Box annotations for photos:
● ● ●

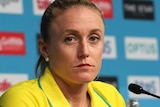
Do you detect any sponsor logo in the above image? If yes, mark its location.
[103,36,117,59]
[125,37,158,60]
[0,0,23,14]
[91,0,113,18]
[32,0,55,15]
[123,0,154,20]
[0,74,28,95]
[0,79,12,92]
[128,76,160,98]
[0,32,26,55]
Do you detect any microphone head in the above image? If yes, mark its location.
[128,83,143,94]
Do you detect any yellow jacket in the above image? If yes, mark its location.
[0,69,126,107]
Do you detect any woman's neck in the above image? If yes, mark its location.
[54,71,90,107]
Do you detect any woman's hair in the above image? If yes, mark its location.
[35,0,103,77]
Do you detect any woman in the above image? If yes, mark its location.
[0,0,125,107]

● ● ●

WRITTEN TASK:
Copy out, word for word, the stretch of lines from the one containing "Do you detect any woman's hair" through the last line.

CORRECT RESULT:
Do you detect any woman's hair in the above image? If yes, mark its location.
[35,0,103,77]
Do you detect any woman in the above image? If yes, mark its location.
[0,0,125,107]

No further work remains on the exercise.